Given request:
Please reproduce word for word the lines of the listing below, starting at the line that contains "Question. Provide the position of each instance of the sign" and continuing through the final line of the listing.

• • • •

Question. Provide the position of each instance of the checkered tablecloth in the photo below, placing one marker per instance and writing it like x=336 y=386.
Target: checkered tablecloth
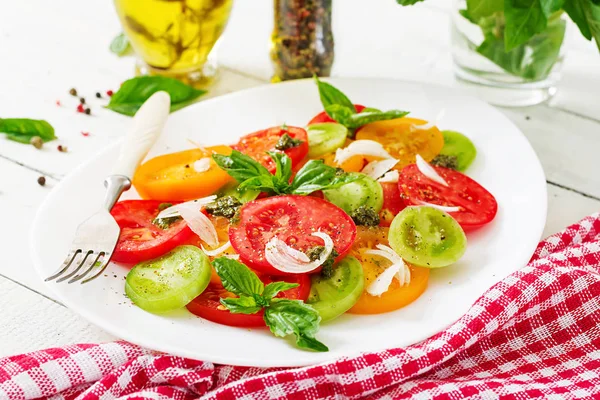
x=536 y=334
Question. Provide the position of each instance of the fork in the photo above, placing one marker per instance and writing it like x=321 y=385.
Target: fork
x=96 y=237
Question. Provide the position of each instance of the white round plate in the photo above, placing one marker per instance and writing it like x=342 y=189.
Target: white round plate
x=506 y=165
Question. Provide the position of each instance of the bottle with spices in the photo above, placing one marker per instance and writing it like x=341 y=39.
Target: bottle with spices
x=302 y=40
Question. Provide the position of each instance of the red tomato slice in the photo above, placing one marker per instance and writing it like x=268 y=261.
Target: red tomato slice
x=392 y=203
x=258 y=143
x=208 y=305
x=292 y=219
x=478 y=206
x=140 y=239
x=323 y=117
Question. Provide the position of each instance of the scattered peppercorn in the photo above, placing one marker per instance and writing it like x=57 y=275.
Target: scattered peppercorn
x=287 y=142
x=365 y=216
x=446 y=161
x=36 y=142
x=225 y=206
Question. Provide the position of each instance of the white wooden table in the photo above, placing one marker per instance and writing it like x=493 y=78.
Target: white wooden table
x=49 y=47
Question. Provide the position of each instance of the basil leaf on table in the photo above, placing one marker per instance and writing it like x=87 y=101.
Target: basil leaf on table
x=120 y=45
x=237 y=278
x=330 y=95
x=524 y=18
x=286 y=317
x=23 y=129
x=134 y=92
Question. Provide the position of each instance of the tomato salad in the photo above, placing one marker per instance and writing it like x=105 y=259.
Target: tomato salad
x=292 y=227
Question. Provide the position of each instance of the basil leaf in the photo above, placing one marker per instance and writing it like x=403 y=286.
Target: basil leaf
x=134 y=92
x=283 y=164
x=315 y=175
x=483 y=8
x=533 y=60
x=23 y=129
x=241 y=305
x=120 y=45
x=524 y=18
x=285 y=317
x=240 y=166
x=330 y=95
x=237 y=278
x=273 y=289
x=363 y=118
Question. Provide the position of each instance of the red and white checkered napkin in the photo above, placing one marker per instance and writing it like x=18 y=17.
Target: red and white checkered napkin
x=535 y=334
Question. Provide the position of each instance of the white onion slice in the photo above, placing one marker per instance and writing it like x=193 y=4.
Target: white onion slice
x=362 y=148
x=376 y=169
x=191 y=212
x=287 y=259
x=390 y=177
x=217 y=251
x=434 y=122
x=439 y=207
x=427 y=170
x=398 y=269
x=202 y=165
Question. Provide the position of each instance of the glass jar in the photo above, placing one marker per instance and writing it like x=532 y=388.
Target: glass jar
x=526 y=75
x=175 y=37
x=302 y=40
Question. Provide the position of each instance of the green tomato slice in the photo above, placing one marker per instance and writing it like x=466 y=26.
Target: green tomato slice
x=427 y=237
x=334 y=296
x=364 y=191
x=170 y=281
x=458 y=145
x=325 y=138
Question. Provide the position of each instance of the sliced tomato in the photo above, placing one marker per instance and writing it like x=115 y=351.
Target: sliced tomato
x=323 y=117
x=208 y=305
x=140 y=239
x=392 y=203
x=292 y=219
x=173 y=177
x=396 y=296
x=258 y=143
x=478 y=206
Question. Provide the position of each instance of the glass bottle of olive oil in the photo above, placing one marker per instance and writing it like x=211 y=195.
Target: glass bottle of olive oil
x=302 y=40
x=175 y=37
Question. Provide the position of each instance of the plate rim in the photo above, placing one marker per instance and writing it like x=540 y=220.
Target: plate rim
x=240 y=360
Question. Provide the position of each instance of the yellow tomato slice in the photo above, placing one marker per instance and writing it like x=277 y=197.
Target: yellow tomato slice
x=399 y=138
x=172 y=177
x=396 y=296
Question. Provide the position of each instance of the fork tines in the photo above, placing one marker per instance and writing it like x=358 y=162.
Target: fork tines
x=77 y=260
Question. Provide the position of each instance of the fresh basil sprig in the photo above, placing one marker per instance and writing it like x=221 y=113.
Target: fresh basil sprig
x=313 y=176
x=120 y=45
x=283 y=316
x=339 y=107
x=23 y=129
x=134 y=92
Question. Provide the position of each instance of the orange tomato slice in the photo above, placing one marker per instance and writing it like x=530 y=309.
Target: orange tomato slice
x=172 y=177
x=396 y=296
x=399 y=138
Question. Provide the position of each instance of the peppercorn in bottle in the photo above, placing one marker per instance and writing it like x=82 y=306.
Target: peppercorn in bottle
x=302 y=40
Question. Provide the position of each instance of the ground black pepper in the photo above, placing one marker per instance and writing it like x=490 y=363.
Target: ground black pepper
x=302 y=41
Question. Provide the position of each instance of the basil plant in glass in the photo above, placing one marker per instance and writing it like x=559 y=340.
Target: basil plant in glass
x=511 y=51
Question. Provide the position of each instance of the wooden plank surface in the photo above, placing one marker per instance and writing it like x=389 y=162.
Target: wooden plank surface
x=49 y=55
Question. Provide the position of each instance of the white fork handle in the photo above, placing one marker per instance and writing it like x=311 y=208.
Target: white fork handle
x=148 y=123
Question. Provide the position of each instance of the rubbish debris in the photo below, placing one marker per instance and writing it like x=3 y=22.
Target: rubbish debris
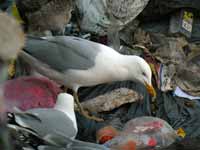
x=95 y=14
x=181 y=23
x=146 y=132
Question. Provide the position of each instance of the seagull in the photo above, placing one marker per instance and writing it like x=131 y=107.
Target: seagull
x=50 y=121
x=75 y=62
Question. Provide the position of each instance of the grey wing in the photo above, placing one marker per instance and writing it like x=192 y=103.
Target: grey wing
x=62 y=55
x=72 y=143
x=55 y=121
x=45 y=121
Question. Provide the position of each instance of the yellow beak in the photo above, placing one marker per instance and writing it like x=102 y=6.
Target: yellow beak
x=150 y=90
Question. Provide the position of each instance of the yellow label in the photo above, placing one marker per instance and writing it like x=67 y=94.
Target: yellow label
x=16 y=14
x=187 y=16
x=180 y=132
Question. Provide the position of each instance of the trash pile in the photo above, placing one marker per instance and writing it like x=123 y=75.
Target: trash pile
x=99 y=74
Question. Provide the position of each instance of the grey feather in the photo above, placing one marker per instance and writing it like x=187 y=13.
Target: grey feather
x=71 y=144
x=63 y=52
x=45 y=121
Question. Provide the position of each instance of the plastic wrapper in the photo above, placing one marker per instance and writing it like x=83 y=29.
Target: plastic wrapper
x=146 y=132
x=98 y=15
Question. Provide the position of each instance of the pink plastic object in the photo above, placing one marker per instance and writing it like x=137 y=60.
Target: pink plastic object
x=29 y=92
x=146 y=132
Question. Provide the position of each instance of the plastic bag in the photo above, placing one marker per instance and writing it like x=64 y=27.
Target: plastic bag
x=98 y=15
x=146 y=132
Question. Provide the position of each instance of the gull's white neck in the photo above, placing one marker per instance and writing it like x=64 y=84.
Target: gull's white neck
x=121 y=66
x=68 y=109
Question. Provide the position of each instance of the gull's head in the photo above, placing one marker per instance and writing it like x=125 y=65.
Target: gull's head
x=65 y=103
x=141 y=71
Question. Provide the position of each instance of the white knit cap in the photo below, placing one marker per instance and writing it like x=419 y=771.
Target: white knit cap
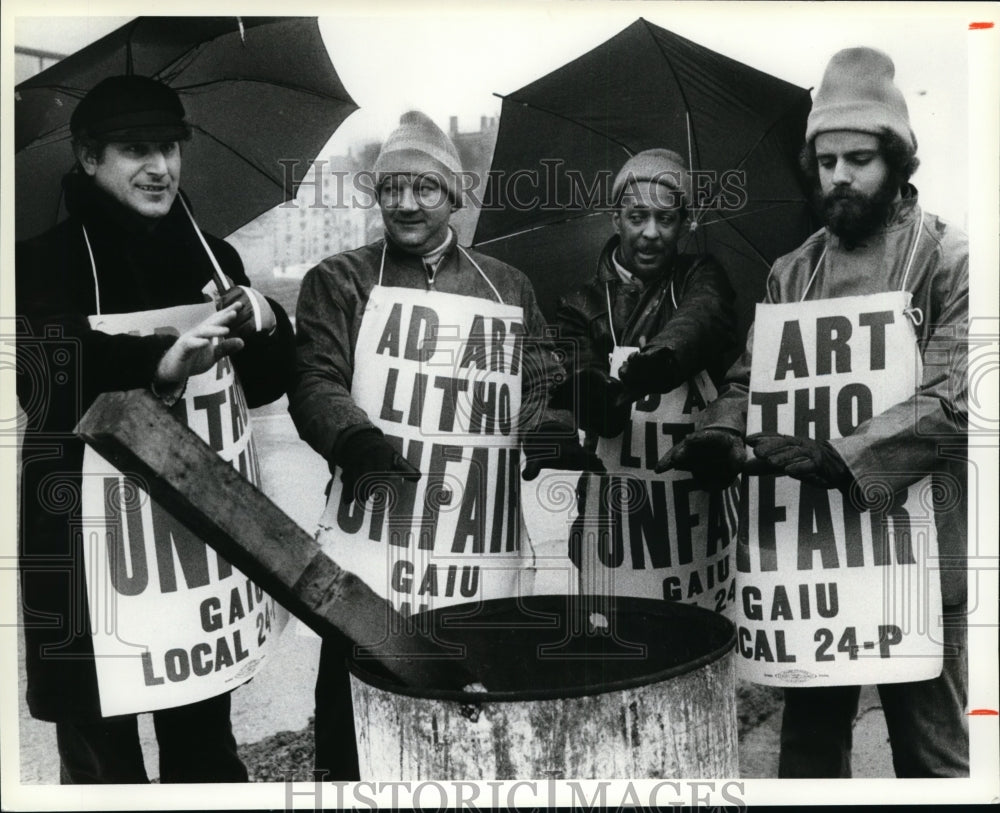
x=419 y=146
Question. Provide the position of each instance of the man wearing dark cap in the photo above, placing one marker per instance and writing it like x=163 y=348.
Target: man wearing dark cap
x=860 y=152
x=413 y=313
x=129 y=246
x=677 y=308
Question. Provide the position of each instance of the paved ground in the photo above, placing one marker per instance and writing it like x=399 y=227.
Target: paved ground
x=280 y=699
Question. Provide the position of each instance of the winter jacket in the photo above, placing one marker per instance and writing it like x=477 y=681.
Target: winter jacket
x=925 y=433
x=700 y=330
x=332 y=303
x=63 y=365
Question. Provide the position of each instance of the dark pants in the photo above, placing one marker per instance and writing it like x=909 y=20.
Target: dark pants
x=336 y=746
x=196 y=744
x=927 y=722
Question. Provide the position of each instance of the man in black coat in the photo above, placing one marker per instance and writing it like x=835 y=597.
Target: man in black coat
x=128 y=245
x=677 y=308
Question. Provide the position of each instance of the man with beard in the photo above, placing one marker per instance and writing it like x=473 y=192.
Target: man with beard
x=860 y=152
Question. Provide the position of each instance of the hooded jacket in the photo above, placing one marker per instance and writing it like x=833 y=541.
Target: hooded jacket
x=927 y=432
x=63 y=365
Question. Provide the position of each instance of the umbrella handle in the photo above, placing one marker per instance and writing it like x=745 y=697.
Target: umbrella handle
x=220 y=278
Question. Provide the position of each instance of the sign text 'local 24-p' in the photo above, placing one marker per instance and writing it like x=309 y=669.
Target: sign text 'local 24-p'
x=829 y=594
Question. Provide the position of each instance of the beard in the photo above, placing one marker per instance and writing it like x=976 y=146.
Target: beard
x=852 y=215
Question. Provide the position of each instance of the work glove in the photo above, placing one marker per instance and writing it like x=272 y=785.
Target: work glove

• • • •

Full solution:
Question. Provide the position of each instance of the sign text 'local 24-p' in the photo above, placing one marker per instance and writing it like x=309 y=669.
Target: sign text 'local 24-p'
x=829 y=594
Question. Provide the position of each instance of the beard in the photo above, placing one marker per instance and writing it like x=976 y=146.
Target: beard
x=852 y=215
Question. Provide the position of each instance of the work glove in the photo above, placing one marker per instance and writing it like x=272 y=785.
Target: work glove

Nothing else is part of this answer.